[Excerpts from labeled region data]
===

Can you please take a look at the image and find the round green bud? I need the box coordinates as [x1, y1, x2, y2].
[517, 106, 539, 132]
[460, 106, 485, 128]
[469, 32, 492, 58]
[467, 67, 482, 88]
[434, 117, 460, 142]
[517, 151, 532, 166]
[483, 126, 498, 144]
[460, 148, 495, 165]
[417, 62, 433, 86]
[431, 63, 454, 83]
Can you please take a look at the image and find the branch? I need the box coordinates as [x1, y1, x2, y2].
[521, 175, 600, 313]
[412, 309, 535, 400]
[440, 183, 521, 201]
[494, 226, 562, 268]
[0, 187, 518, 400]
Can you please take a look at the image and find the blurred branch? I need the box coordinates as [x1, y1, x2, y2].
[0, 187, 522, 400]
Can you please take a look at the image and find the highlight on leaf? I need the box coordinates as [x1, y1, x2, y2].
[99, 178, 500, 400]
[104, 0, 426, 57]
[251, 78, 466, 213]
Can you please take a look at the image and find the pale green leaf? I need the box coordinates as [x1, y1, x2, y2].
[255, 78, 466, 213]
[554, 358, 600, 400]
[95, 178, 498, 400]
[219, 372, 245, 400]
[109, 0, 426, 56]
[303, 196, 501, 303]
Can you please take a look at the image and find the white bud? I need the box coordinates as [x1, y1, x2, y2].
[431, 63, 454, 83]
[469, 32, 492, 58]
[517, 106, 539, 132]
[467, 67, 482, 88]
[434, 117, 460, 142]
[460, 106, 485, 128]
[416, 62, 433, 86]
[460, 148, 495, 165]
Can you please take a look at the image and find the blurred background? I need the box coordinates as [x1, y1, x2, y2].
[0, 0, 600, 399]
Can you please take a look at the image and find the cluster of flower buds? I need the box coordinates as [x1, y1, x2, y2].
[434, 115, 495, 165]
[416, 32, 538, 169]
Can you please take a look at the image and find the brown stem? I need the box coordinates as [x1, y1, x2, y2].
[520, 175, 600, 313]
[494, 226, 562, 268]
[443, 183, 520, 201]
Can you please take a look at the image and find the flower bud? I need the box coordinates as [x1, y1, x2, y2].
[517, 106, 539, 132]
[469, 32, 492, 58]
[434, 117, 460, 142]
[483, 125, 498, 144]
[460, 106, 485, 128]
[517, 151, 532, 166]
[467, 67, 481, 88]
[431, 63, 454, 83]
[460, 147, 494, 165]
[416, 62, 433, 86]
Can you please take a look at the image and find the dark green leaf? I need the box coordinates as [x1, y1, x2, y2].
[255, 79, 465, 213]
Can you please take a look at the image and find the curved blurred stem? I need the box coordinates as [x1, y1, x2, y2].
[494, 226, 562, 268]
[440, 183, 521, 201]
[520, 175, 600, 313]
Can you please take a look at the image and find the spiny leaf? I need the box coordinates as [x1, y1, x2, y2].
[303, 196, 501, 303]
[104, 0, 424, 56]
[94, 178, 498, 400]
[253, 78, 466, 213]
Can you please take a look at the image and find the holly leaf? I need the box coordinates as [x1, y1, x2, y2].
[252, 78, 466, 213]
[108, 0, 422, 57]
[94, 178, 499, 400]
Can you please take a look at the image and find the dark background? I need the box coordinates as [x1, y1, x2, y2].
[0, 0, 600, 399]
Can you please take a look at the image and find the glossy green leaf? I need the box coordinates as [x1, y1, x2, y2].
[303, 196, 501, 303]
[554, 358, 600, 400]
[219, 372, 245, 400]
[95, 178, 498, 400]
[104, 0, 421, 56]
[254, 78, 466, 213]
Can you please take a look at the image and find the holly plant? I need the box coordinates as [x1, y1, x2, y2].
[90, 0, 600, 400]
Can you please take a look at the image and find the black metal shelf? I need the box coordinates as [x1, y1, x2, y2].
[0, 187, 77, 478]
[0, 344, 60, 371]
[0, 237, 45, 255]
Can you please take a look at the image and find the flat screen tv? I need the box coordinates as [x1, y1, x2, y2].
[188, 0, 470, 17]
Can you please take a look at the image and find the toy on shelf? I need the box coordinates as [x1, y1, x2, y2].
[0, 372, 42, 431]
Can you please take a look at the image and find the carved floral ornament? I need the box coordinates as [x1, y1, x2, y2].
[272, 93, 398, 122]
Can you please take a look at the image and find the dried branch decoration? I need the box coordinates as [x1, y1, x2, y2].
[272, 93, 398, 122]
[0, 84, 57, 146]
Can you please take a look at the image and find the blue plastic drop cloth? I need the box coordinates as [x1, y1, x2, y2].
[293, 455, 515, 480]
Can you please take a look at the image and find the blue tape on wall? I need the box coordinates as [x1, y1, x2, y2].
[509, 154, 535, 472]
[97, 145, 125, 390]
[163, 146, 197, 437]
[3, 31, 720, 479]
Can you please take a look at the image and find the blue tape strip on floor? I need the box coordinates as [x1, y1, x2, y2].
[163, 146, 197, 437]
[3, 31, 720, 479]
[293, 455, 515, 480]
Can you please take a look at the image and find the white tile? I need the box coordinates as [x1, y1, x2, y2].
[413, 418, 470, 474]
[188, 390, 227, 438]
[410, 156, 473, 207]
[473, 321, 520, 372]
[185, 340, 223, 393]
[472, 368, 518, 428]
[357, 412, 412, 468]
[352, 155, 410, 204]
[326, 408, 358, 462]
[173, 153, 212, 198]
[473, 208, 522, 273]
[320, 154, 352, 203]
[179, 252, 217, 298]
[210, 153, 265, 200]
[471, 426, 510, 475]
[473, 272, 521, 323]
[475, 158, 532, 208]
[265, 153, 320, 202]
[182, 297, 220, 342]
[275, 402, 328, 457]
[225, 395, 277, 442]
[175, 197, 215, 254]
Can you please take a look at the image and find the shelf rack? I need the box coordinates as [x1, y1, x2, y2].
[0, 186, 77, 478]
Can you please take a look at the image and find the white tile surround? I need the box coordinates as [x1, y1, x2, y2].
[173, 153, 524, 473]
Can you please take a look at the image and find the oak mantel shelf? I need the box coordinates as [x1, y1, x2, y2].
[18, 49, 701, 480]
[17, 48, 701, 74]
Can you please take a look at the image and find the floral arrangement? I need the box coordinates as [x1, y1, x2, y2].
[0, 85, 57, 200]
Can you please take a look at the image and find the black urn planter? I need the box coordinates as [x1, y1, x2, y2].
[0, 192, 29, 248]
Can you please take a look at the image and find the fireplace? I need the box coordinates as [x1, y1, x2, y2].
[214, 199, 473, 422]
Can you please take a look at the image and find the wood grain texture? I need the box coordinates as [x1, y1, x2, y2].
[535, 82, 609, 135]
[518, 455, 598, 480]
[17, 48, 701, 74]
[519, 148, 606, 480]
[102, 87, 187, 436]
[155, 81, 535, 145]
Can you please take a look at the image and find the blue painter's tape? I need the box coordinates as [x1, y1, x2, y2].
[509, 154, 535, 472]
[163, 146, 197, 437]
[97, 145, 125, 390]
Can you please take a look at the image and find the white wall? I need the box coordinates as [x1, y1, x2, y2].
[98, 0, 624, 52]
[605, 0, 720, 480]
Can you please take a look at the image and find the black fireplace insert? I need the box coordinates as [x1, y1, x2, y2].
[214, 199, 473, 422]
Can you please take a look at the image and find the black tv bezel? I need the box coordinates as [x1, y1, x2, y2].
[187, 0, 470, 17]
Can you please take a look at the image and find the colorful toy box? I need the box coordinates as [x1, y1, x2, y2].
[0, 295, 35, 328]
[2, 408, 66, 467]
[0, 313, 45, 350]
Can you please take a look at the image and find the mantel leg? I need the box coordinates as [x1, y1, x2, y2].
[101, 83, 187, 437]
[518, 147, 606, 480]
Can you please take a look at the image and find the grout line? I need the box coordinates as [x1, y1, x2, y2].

===

## Your task:
Count the lines above that contain the word "green", and reply with only the number.

## Completed exercise:
4